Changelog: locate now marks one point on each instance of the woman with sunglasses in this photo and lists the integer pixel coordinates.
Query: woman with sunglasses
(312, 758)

* * *

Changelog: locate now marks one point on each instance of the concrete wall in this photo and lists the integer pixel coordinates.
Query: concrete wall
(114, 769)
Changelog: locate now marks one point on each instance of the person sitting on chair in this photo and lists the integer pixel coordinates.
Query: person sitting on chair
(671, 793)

---

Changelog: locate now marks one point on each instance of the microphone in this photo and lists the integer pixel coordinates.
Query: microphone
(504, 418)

> [Description of the task]:
State how many lines in the data above contain the string "with", treating uppercase and lowercase as different. Give only the number.

> [Task answer]:
2